#### The problem:
Pull out every line below that contains the string "shell", and copy each one unchanged.

#### Raw records:
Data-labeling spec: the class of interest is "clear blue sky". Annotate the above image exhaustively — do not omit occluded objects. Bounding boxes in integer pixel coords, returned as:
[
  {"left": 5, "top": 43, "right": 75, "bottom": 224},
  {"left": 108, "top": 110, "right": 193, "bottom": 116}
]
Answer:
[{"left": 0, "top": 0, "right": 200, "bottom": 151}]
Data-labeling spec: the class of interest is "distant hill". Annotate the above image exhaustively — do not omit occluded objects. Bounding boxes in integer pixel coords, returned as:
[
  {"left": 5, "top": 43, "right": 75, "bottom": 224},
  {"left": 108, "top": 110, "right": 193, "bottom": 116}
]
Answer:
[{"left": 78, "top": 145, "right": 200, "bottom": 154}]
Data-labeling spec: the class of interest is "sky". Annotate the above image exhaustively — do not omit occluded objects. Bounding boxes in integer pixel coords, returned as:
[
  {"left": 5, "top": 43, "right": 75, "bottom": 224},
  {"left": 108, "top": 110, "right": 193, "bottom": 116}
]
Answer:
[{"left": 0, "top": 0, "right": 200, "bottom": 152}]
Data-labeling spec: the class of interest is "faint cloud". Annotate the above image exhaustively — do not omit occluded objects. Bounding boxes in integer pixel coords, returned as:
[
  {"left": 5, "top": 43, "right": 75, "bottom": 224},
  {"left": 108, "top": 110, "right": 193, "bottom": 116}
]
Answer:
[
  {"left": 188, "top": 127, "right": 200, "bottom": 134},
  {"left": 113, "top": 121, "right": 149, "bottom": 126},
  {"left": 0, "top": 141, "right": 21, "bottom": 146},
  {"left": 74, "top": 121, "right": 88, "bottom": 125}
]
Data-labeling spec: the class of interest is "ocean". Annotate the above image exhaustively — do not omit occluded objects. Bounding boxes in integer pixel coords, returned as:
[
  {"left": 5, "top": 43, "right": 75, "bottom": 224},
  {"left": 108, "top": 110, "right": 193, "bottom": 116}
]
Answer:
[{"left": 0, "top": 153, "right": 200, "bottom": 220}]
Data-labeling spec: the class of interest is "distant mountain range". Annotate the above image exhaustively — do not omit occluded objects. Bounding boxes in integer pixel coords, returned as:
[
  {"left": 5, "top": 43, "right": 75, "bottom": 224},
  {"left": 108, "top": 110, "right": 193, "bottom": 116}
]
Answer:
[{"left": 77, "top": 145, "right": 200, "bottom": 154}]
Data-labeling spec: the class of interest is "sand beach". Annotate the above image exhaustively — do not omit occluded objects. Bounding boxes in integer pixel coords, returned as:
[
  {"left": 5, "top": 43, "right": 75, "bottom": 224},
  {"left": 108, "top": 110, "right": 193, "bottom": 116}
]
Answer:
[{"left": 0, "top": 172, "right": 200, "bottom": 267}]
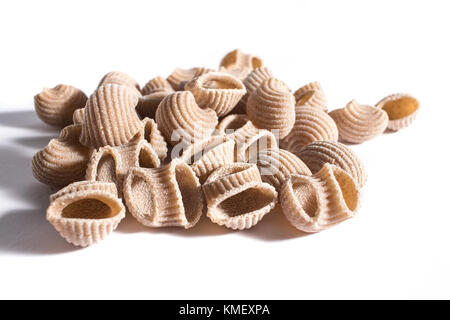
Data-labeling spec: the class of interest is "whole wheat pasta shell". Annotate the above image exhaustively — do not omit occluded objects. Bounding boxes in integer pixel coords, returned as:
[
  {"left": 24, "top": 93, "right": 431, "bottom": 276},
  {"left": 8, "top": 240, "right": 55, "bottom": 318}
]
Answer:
[
  {"left": 47, "top": 181, "right": 125, "bottom": 247},
  {"left": 247, "top": 78, "right": 295, "bottom": 139},
  {"left": 280, "top": 106, "right": 339, "bottom": 154},
  {"left": 249, "top": 148, "right": 311, "bottom": 192},
  {"left": 167, "top": 67, "right": 215, "bottom": 91},
  {"left": 31, "top": 124, "right": 92, "bottom": 187},
  {"left": 185, "top": 72, "right": 246, "bottom": 117},
  {"left": 136, "top": 90, "right": 173, "bottom": 119},
  {"left": 375, "top": 93, "right": 420, "bottom": 131},
  {"left": 123, "top": 159, "right": 204, "bottom": 229},
  {"left": 156, "top": 91, "right": 218, "bottom": 146},
  {"left": 220, "top": 49, "right": 263, "bottom": 70},
  {"left": 294, "top": 81, "right": 328, "bottom": 112},
  {"left": 80, "top": 83, "right": 142, "bottom": 148},
  {"left": 142, "top": 76, "right": 174, "bottom": 96},
  {"left": 181, "top": 136, "right": 235, "bottom": 183},
  {"left": 280, "top": 164, "right": 359, "bottom": 232},
  {"left": 298, "top": 141, "right": 367, "bottom": 188},
  {"left": 203, "top": 163, "right": 278, "bottom": 230},
  {"left": 242, "top": 67, "right": 274, "bottom": 103},
  {"left": 34, "top": 84, "right": 87, "bottom": 127},
  {"left": 227, "top": 121, "right": 278, "bottom": 162},
  {"left": 324, "top": 100, "right": 389, "bottom": 143},
  {"left": 86, "top": 139, "right": 161, "bottom": 196},
  {"left": 216, "top": 114, "right": 249, "bottom": 135}
]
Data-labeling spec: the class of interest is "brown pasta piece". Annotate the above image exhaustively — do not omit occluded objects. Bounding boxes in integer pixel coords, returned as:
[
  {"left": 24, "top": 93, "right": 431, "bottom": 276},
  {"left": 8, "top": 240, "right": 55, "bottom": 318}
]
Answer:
[
  {"left": 31, "top": 124, "right": 92, "bottom": 187},
  {"left": 203, "top": 163, "right": 278, "bottom": 230},
  {"left": 247, "top": 78, "right": 295, "bottom": 139},
  {"left": 185, "top": 72, "right": 246, "bottom": 117},
  {"left": 156, "top": 91, "right": 218, "bottom": 146},
  {"left": 220, "top": 49, "right": 263, "bottom": 70},
  {"left": 294, "top": 81, "right": 328, "bottom": 112},
  {"left": 124, "top": 159, "right": 204, "bottom": 229},
  {"left": 280, "top": 163, "right": 359, "bottom": 232},
  {"left": 249, "top": 148, "right": 311, "bottom": 192},
  {"left": 34, "top": 84, "right": 87, "bottom": 127},
  {"left": 47, "top": 181, "right": 125, "bottom": 247},
  {"left": 329, "top": 100, "right": 389, "bottom": 143},
  {"left": 298, "top": 141, "right": 367, "bottom": 188},
  {"left": 80, "top": 83, "right": 142, "bottom": 148},
  {"left": 167, "top": 67, "right": 215, "bottom": 91},
  {"left": 280, "top": 106, "right": 339, "bottom": 154},
  {"left": 375, "top": 93, "right": 420, "bottom": 131}
]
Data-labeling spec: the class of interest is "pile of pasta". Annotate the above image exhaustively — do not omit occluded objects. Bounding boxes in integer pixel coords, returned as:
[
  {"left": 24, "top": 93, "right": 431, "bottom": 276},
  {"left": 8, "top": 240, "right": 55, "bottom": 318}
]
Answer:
[{"left": 32, "top": 49, "right": 419, "bottom": 246}]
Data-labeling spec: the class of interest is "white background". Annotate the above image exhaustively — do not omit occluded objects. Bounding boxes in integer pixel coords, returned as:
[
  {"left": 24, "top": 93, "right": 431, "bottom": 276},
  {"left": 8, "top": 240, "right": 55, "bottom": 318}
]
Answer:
[{"left": 0, "top": 0, "right": 450, "bottom": 299}]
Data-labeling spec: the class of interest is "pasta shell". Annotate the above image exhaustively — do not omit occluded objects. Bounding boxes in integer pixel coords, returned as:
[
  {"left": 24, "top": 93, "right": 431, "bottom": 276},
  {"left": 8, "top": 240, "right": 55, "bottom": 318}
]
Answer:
[
  {"left": 47, "top": 181, "right": 125, "bottom": 247},
  {"left": 220, "top": 49, "right": 263, "bottom": 70},
  {"left": 181, "top": 136, "right": 235, "bottom": 183},
  {"left": 185, "top": 72, "right": 246, "bottom": 117},
  {"left": 167, "top": 68, "right": 214, "bottom": 90},
  {"left": 136, "top": 90, "right": 173, "bottom": 119},
  {"left": 227, "top": 121, "right": 278, "bottom": 162},
  {"left": 156, "top": 91, "right": 218, "bottom": 146},
  {"left": 142, "top": 76, "right": 173, "bottom": 96},
  {"left": 34, "top": 84, "right": 87, "bottom": 127},
  {"left": 80, "top": 83, "right": 142, "bottom": 148},
  {"left": 323, "top": 100, "right": 389, "bottom": 143},
  {"left": 72, "top": 108, "right": 84, "bottom": 124},
  {"left": 247, "top": 78, "right": 295, "bottom": 139},
  {"left": 203, "top": 163, "right": 278, "bottom": 230},
  {"left": 249, "top": 149, "right": 311, "bottom": 192},
  {"left": 31, "top": 124, "right": 92, "bottom": 187},
  {"left": 242, "top": 67, "right": 273, "bottom": 103},
  {"left": 375, "top": 93, "right": 420, "bottom": 131},
  {"left": 86, "top": 140, "right": 160, "bottom": 195},
  {"left": 280, "top": 106, "right": 339, "bottom": 154},
  {"left": 294, "top": 81, "right": 328, "bottom": 112},
  {"left": 298, "top": 141, "right": 367, "bottom": 188},
  {"left": 280, "top": 164, "right": 359, "bottom": 232},
  {"left": 98, "top": 71, "right": 141, "bottom": 96},
  {"left": 216, "top": 114, "right": 249, "bottom": 135},
  {"left": 124, "top": 159, "right": 204, "bottom": 229}
]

#### Full output:
Data-labeling spec: the class of interest is "whole wheat pasta shell". Annotate the above image exhaustively — do not omit occluded objects. Bounding boxes in integer pixel coords, returned as:
Data-labeling spec: the class of interest is "pasta shell". Annotate the above image exhaustively — do not omit occluded objects. Bounding boxes in integer pixel coords, returned as:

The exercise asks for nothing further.